■ Passage given ■
● ● ●
Yes that sounds about right. I also have in mind an optimization for
highlighting so it doesn't need to pull the whole field value. The fast
vector highlighter is working with offsets into the field, and should
work better w/random access into the field value(s). But that should
come as a later optimization.
Another thing that bugs me about fvh is that it seems to need to
recompute all the terms that matched the query for each retrieved field
value when it seems like it ought to be able to make use of information
gleaned during the actual query process, but that probably involves some
deep change to cache that info during query scoring, and that is beyond
my ken at the moment.
-Mike
On 06/20/2011 10:00 AM, Jamie Johnson wrote:
perhaps it should be an array that gets returned to be consistent with
getValues(fieldName);
On Mon, Jun 20, 2011 at 9:59 AM, Jamie Johnson <jej2...@gmail.com
<mailto:jej2...@gmail.com>> wrote:
Yes, in that case the code becomes
if(!schemaField.stored()){
SchemaField keyField = schema.getUniqueKeyField();
String key = doc.getValues(keyField.getName())[0];
docTexts = doc.getValues(fieldName);
if(key != null && key.length() > 0){
for(int x = 0; x < docTexts.length; x++){
docTexts[x] = docTexts[x] + " some added text";
}
}
}
I'd imagine that we'd want some type of interface to actually pull
the text so you can plugin different providers, something like
ISolrExternalFieldProvider {
public String getFieldContent(String key, SchemaField field);
}
not sure if there is anything else that interface should include
but that's all I would need at present.
● ● ●
■ Stated exercise A ■
Show each line of the listing that contains the string "window". Case counts.

[Object point labels]
● ● ●
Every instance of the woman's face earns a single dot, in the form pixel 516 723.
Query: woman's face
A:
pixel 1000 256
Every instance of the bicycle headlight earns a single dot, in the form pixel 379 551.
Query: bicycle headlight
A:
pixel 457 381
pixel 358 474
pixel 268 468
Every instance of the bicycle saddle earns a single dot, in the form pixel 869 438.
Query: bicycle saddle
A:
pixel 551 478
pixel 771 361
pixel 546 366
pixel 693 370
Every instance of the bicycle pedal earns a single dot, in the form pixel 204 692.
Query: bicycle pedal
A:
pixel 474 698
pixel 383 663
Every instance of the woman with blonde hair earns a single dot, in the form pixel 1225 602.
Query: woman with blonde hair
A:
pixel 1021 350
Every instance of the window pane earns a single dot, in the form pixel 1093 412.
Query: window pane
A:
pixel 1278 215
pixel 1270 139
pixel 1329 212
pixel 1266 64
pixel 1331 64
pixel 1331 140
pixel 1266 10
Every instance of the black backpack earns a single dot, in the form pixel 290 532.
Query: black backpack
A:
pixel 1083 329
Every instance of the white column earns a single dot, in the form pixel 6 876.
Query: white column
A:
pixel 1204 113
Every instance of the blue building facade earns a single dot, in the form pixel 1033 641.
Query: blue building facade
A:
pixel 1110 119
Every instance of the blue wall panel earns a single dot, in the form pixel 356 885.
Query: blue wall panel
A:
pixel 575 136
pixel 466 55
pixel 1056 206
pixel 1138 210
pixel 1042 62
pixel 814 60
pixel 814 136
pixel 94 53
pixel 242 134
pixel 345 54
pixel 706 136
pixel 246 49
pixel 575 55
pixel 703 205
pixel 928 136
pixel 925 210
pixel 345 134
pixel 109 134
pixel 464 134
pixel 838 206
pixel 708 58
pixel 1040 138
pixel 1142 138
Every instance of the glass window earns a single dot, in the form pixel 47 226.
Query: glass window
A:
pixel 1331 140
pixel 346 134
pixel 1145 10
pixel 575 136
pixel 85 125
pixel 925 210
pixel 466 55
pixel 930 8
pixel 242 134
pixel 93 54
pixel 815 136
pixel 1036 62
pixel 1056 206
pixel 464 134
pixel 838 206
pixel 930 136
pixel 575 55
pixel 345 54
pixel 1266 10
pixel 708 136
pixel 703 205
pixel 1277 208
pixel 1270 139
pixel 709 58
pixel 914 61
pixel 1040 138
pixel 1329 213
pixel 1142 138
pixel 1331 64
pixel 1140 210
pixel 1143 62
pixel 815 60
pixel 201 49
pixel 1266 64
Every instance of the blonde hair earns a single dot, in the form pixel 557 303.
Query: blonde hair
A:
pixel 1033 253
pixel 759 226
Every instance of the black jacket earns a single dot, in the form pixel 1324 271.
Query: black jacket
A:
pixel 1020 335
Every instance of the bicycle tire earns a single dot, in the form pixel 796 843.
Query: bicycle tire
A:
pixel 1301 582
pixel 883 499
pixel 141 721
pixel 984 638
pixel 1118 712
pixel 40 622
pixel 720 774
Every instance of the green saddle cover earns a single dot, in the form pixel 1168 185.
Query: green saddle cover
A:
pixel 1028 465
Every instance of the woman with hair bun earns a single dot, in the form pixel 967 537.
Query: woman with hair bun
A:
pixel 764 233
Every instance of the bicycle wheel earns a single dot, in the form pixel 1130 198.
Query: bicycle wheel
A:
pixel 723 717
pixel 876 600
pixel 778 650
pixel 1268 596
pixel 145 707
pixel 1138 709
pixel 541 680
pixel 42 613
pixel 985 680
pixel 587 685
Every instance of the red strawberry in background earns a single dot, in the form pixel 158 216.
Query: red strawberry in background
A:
● ● ●
■ Stated exercise B ■
Duplicate the highlighting thread from "Another thing that" to "at the moment.", word for word.

■ Right answer A ■
Every instance of the window pane earns a single dot, in the form pixel 1093 412.
Query: window pane
Every instance of the glass window earns a single dot, in the form pixel 47 226.
Query: glass window

■ Right answer B ■
Another thing that bugs me about fvh is that it seems to need to
recompute all the terms that matched the query for each retrieved field
value when it seems like it ought to be able to make use of information
gleaned during the actual query process, but that probably involves some
deep change to cache that info during query scoring, and that is beyond
my ken at the moment.